YOUR GOAL: What lines in the records below include the word "pillow"? Return each one.

Saved entries:
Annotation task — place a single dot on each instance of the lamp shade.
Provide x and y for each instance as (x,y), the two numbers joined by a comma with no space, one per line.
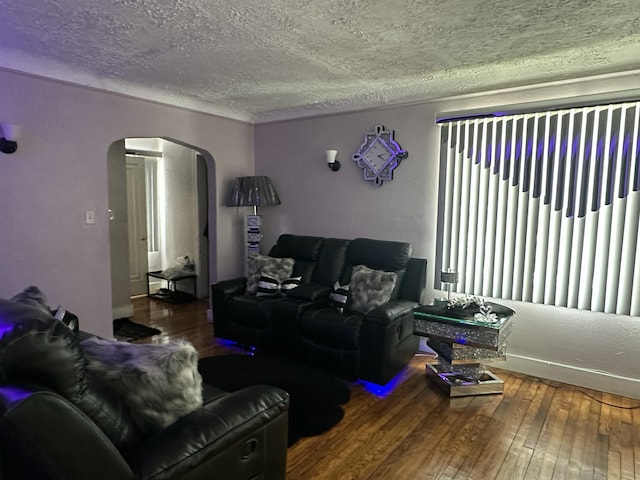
(255,191)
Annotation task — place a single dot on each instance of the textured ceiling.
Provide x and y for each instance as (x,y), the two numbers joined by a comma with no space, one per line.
(262,60)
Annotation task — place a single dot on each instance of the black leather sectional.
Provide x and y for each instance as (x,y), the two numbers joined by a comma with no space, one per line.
(306,325)
(57,421)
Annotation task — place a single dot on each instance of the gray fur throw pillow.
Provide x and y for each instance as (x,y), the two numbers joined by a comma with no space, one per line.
(278,268)
(370,288)
(158,383)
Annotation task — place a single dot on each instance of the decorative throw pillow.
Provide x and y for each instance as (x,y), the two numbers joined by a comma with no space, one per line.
(340,295)
(270,287)
(278,268)
(158,383)
(370,288)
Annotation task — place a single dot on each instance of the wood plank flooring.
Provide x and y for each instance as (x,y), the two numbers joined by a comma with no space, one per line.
(537,429)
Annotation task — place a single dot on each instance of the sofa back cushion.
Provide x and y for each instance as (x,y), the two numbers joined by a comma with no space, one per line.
(383,255)
(333,257)
(305,250)
(36,348)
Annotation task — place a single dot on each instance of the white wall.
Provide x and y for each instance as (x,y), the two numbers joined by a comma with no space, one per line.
(590,349)
(60,171)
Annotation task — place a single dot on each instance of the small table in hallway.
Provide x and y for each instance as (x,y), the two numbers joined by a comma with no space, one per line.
(463,343)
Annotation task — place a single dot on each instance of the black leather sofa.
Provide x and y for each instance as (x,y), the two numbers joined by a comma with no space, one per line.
(58,422)
(373,346)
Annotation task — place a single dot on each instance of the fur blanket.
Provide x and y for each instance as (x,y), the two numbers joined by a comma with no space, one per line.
(158,383)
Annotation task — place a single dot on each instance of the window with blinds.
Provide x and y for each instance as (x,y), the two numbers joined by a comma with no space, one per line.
(544,207)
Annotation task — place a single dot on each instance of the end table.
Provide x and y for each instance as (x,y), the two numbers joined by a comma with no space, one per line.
(464,343)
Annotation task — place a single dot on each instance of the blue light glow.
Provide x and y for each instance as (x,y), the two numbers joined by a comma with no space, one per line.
(382,391)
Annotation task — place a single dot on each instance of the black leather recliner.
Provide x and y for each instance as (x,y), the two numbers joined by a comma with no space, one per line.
(373,346)
(58,422)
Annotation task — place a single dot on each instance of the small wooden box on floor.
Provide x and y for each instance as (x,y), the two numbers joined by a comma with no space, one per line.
(456,385)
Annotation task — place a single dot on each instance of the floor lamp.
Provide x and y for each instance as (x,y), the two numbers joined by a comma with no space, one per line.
(253,192)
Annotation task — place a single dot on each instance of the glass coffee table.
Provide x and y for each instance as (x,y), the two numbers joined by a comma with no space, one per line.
(464,342)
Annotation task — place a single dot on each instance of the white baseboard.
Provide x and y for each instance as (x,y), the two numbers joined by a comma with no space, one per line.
(123,311)
(594,379)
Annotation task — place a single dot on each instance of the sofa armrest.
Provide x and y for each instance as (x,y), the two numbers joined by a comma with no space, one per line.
(309,292)
(229,288)
(40,431)
(233,432)
(389,312)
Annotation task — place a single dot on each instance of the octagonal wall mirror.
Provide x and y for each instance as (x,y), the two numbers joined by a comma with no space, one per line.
(379,155)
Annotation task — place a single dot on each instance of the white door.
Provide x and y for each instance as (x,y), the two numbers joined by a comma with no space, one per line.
(137,212)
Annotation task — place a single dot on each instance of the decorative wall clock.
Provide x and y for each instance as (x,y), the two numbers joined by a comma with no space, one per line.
(379,155)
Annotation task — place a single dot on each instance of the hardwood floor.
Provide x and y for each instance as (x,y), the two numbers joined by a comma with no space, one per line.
(537,429)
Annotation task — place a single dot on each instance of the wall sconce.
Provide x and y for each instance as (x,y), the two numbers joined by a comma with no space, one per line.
(9,141)
(334,165)
(449,278)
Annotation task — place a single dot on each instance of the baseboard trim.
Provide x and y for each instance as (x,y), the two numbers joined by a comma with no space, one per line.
(594,379)
(123,311)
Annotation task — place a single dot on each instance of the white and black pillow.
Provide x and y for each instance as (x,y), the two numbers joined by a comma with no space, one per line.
(269,286)
(340,295)
(257,265)
(370,288)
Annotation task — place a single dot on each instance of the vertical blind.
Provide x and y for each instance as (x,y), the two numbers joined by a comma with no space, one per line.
(544,207)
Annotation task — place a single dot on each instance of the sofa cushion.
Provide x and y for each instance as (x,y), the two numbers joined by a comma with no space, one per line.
(158,383)
(370,288)
(340,295)
(270,286)
(278,268)
(329,327)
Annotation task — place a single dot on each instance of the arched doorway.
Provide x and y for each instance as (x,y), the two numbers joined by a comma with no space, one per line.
(182,218)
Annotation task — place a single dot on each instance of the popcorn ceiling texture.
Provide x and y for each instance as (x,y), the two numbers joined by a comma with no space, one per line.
(263,60)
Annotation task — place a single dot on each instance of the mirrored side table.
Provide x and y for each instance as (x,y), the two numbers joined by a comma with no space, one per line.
(464,343)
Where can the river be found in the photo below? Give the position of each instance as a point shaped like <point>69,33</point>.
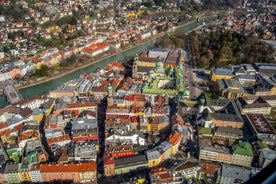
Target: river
<point>50,85</point>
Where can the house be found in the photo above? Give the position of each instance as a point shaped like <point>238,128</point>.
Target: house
<point>133,137</point>
<point>11,173</point>
<point>230,88</point>
<point>234,174</point>
<point>209,172</point>
<point>84,151</point>
<point>161,175</point>
<point>257,106</point>
<point>2,55</point>
<point>227,135</point>
<point>187,169</point>
<point>120,150</point>
<point>84,129</point>
<point>34,173</point>
<point>126,164</point>
<point>214,153</point>
<point>221,73</point>
<point>73,172</point>
<point>261,128</point>
<point>266,157</point>
<point>242,154</point>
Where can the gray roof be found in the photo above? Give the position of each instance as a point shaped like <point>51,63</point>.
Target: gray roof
<point>269,154</point>
<point>226,117</point>
<point>11,168</point>
<point>229,130</point>
<point>235,173</point>
<point>130,161</point>
<point>153,154</point>
<point>223,71</point>
<point>84,123</point>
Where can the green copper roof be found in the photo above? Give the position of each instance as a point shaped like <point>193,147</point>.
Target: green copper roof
<point>205,131</point>
<point>243,148</point>
<point>261,145</point>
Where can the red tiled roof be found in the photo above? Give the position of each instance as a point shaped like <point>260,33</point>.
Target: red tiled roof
<point>209,168</point>
<point>175,138</point>
<point>81,167</point>
<point>58,139</point>
<point>108,159</point>
<point>95,47</point>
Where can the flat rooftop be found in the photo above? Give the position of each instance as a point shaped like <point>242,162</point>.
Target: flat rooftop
<point>260,124</point>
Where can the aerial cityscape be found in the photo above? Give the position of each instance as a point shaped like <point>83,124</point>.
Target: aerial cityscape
<point>137,91</point>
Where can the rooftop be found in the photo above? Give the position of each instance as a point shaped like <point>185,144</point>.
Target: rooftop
<point>260,124</point>
<point>78,167</point>
<point>209,168</point>
<point>243,148</point>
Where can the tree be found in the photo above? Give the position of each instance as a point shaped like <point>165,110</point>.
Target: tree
<point>42,71</point>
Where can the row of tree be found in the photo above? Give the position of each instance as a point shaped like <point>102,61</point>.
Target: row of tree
<point>220,48</point>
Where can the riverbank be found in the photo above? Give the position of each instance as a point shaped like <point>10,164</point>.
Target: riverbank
<point>91,61</point>
<point>79,66</point>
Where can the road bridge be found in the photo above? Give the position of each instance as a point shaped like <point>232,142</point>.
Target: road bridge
<point>12,94</point>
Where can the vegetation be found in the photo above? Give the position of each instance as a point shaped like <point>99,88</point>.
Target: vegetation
<point>172,41</point>
<point>220,48</point>
<point>16,11</point>
<point>42,71</point>
<point>60,22</point>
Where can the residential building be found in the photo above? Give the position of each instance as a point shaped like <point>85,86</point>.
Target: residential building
<point>24,174</point>
<point>161,175</point>
<point>261,128</point>
<point>34,173</point>
<point>187,169</point>
<point>79,172</point>
<point>11,173</point>
<point>230,88</point>
<point>209,172</point>
<point>271,100</point>
<point>175,141</point>
<point>119,150</point>
<point>227,135</point>
<point>109,166</point>
<point>133,137</point>
<point>258,106</point>
<point>266,157</point>
<point>84,129</point>
<point>84,151</point>
<point>221,73</point>
<point>214,153</point>
<point>242,154</point>
<point>234,174</point>
<point>126,164</point>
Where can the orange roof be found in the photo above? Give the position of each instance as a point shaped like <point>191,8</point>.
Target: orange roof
<point>28,134</point>
<point>95,47</point>
<point>81,167</point>
<point>108,159</point>
<point>58,139</point>
<point>3,125</point>
<point>175,138</point>
<point>209,168</point>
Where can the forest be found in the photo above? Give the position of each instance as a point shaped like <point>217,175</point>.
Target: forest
<point>220,48</point>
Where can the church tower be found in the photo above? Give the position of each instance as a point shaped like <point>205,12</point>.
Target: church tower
<point>134,67</point>
<point>109,96</point>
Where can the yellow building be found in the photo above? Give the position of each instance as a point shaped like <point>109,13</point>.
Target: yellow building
<point>231,88</point>
<point>221,73</point>
<point>24,174</point>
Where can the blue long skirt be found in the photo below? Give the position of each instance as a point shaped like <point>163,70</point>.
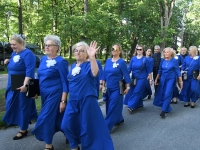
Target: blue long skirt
<point>135,95</point>
<point>114,107</point>
<point>190,91</point>
<point>19,109</point>
<point>147,90</point>
<point>164,94</point>
<point>83,123</point>
<point>49,120</point>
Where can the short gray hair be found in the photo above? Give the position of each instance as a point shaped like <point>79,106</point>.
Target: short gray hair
<point>82,43</point>
<point>55,39</point>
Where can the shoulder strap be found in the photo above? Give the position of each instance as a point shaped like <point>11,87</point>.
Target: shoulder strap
<point>142,66</point>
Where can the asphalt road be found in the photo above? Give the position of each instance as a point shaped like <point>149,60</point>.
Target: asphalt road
<point>142,130</point>
<point>3,80</point>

YOUR SOLUTION:
Annotation task — place a single dot on each instance of the gray fur throw pillow.
Annotation task — place a single dot on each instance of the decorative throw pillow.
Annotation task — place a single dot on each instance of the white and black pillow.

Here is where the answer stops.